YOUR TASK —
From the records below, please return each line that holds the word "wooden".

RECORDS SHOWN —
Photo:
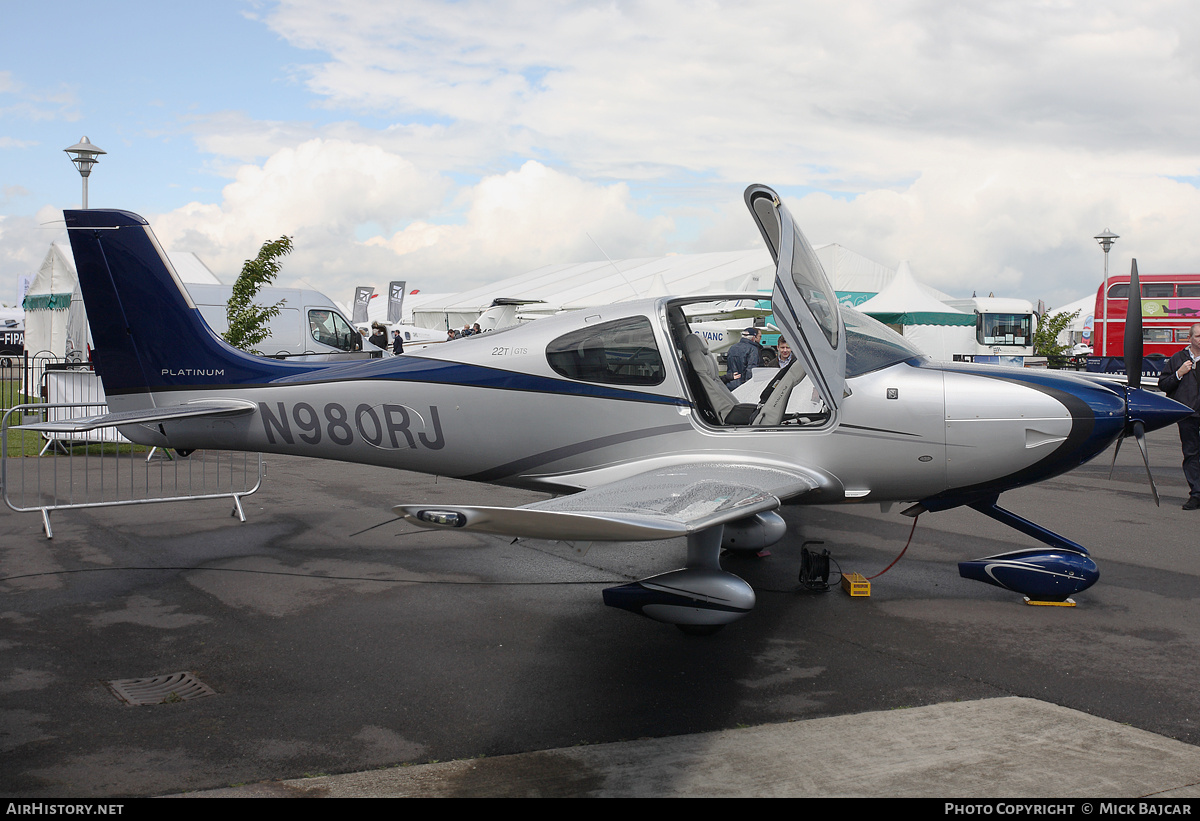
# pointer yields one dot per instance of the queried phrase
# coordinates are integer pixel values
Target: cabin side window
(617, 353)
(329, 328)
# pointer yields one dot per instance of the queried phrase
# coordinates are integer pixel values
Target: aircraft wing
(192, 409)
(659, 504)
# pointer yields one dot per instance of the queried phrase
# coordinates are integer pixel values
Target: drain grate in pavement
(161, 689)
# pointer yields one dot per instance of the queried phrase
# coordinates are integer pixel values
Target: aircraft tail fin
(147, 330)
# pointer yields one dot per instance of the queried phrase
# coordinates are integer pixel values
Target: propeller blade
(1133, 330)
(1139, 431)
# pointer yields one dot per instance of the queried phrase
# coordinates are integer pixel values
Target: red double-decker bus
(1170, 305)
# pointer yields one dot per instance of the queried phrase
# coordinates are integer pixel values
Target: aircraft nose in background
(1153, 409)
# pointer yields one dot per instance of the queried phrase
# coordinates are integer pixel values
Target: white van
(309, 325)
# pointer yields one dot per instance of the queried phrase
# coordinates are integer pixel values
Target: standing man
(1181, 381)
(743, 358)
(785, 353)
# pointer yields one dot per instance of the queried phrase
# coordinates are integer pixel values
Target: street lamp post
(84, 155)
(1105, 240)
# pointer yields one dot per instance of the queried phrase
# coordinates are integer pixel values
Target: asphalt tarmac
(491, 667)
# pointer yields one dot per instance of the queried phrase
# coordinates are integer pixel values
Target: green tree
(250, 323)
(1045, 339)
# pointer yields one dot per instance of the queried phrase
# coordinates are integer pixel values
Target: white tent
(856, 277)
(571, 286)
(48, 301)
(934, 327)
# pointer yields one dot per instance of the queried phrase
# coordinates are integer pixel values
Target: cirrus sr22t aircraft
(619, 411)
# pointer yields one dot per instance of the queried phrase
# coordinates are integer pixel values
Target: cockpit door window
(803, 300)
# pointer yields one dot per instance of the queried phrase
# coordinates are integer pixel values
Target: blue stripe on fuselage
(436, 371)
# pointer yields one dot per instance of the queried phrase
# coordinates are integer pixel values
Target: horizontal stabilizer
(190, 411)
(659, 504)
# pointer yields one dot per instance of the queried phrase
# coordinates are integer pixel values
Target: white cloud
(319, 192)
(325, 193)
(522, 220)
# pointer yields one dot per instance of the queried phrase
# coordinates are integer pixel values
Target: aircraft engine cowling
(754, 533)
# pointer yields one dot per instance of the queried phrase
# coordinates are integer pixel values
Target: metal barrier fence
(102, 472)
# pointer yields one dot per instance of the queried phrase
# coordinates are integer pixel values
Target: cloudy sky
(455, 143)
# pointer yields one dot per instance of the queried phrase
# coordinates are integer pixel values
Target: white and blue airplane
(621, 412)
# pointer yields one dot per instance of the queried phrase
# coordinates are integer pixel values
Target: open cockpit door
(803, 300)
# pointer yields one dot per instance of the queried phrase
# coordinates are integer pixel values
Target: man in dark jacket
(743, 358)
(1181, 381)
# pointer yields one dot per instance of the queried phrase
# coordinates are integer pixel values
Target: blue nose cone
(1153, 409)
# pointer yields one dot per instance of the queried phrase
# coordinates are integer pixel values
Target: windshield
(870, 345)
(814, 287)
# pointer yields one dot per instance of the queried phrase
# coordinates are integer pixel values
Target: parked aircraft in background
(621, 411)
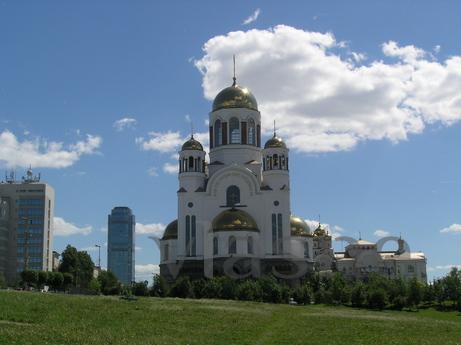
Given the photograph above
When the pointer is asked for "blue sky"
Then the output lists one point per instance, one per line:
(367, 95)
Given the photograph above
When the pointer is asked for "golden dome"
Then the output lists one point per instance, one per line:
(275, 142)
(299, 227)
(171, 231)
(192, 144)
(234, 220)
(235, 97)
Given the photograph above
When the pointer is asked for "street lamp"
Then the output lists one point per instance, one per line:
(26, 243)
(99, 255)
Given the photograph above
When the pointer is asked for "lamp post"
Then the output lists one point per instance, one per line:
(99, 255)
(26, 243)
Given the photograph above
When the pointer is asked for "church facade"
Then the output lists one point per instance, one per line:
(234, 214)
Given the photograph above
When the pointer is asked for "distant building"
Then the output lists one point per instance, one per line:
(121, 244)
(26, 225)
(362, 258)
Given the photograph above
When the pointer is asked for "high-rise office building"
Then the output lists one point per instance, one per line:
(26, 225)
(121, 244)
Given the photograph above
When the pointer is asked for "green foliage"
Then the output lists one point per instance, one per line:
(140, 289)
(249, 290)
(29, 278)
(56, 280)
(109, 283)
(95, 286)
(42, 278)
(2, 281)
(79, 264)
(182, 288)
(159, 287)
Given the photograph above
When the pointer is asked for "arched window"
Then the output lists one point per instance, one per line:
(306, 249)
(217, 133)
(232, 245)
(250, 245)
(215, 245)
(251, 132)
(232, 195)
(234, 130)
(165, 252)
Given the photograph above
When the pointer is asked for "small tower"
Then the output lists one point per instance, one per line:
(275, 164)
(191, 166)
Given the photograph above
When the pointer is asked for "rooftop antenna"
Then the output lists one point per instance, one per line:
(234, 78)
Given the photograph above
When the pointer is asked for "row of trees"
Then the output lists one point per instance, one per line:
(376, 292)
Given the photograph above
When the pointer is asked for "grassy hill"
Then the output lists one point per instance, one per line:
(34, 318)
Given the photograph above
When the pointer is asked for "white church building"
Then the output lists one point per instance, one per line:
(234, 214)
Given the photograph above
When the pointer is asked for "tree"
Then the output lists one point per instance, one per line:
(109, 283)
(55, 280)
(29, 278)
(79, 264)
(415, 293)
(42, 278)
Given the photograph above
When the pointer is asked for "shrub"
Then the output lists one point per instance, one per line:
(249, 290)
(159, 287)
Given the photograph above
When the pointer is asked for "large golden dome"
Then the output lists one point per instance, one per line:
(171, 231)
(234, 220)
(235, 97)
(299, 227)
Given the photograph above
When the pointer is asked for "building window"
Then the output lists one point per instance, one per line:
(215, 245)
(233, 196)
(250, 245)
(217, 133)
(165, 252)
(277, 234)
(251, 132)
(232, 245)
(234, 130)
(191, 233)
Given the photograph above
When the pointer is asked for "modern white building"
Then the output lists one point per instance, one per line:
(234, 213)
(26, 225)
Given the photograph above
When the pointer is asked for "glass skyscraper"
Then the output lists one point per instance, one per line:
(121, 244)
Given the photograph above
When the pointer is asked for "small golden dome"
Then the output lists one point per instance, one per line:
(235, 97)
(299, 227)
(275, 142)
(234, 220)
(192, 144)
(171, 231)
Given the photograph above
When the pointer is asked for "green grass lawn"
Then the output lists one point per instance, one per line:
(34, 318)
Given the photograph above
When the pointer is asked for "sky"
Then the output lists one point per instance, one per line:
(99, 96)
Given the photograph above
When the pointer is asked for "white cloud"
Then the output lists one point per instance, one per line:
(152, 171)
(124, 123)
(43, 154)
(170, 168)
(454, 228)
(153, 228)
(254, 16)
(146, 272)
(161, 142)
(323, 102)
(63, 228)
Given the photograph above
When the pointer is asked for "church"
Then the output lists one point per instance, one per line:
(234, 214)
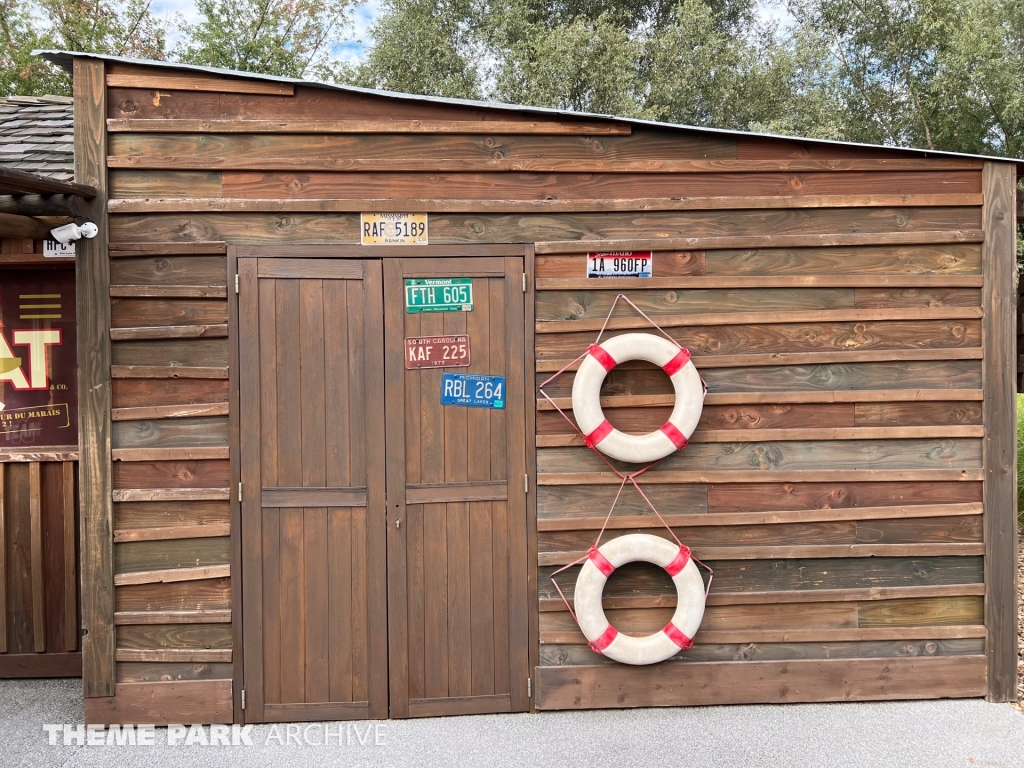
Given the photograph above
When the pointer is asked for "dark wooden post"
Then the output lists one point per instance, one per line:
(998, 265)
(92, 272)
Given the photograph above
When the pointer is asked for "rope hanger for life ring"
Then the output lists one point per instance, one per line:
(598, 434)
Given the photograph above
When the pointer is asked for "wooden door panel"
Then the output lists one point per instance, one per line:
(311, 366)
(456, 644)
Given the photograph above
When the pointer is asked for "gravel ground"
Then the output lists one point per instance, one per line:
(971, 733)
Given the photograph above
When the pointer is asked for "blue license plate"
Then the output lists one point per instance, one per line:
(473, 390)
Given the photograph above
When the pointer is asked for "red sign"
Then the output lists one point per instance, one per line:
(437, 351)
(38, 359)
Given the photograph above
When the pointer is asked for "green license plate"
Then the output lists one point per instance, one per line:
(439, 295)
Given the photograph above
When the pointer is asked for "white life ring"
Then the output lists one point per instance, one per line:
(677, 634)
(598, 431)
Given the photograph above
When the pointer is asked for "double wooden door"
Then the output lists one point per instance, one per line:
(383, 535)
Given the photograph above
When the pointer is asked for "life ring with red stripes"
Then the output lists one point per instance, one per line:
(674, 434)
(677, 634)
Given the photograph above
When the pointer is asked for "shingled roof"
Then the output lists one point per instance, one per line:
(37, 135)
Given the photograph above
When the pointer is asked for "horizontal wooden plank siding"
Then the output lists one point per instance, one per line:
(832, 297)
(170, 477)
(870, 544)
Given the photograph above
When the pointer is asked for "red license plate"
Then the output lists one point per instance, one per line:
(437, 351)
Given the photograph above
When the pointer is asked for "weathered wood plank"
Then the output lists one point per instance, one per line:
(128, 515)
(822, 433)
(70, 519)
(130, 312)
(802, 551)
(207, 594)
(667, 598)
(177, 553)
(747, 281)
(190, 292)
(162, 702)
(147, 672)
(724, 499)
(642, 151)
(782, 240)
(168, 412)
(1000, 407)
(743, 398)
(561, 502)
(565, 655)
(736, 577)
(168, 372)
(545, 186)
(732, 306)
(172, 531)
(760, 476)
(797, 455)
(868, 260)
(432, 205)
(774, 682)
(170, 474)
(193, 655)
(36, 557)
(566, 232)
(129, 183)
(146, 248)
(3, 557)
(750, 518)
(92, 280)
(211, 615)
(766, 381)
(170, 393)
(161, 636)
(170, 495)
(183, 82)
(352, 125)
(202, 352)
(184, 432)
(169, 270)
(173, 574)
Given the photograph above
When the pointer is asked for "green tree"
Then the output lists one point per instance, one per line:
(292, 38)
(125, 28)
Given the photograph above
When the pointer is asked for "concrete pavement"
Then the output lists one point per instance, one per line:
(971, 733)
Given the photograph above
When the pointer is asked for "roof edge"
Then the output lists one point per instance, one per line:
(65, 59)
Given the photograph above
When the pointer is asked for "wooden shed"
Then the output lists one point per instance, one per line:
(281, 520)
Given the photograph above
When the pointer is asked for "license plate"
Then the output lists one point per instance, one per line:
(620, 264)
(393, 228)
(437, 351)
(473, 390)
(439, 295)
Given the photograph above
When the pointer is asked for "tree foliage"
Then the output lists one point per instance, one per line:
(938, 74)
(125, 28)
(292, 38)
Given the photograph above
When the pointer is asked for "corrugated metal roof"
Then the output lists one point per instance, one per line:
(66, 59)
(37, 135)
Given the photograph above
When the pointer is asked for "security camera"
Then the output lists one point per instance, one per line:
(68, 232)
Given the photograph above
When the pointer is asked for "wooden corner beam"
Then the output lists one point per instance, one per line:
(998, 376)
(95, 472)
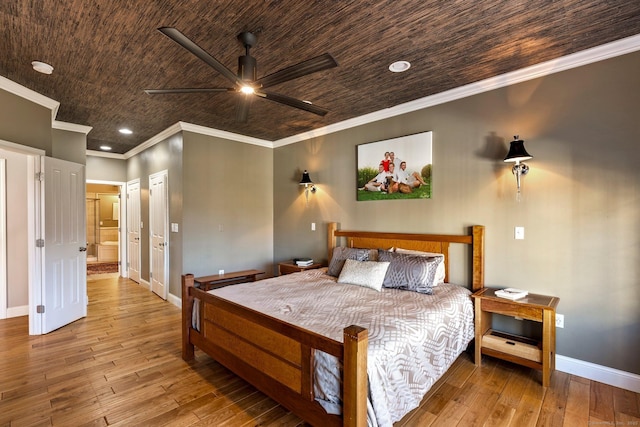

ANSWER TO THIS PROBLEM —
When the pointer is asked for "dark wooden post"
When the pointer is asked for "wooden door panel"
When the pointer is asked for "double wooden door"
When the pointer is asked for "horizontal wooden plank siding"
When the pointer is asked for "wooden shed"
When the pointer is asked for "wooden corner beam"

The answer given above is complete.